- [Data to use]:
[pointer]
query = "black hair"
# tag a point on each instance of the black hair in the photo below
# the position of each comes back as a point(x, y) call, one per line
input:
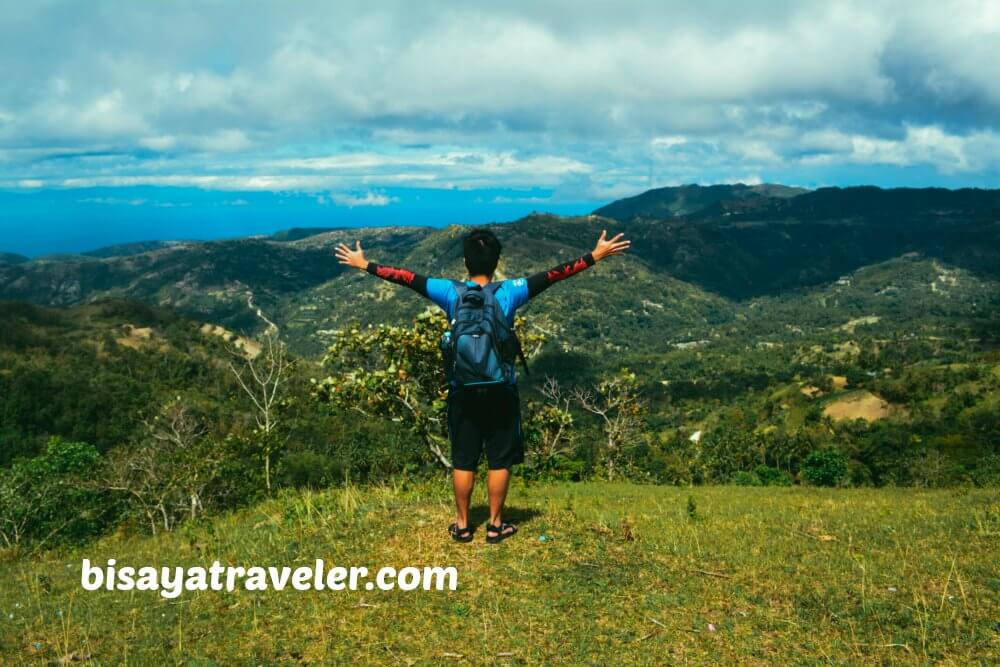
point(482, 252)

- [Exercise prompt]:
Repeat the preceding records precisely, and leave every picture out of the copy.

- [Reply to the exercise]:
[pointer]
query = "black hair"
# tag a point on each instance of the black hair in the photo below
# the position of each comes back as a point(x, y) call, one per line
input:
point(482, 252)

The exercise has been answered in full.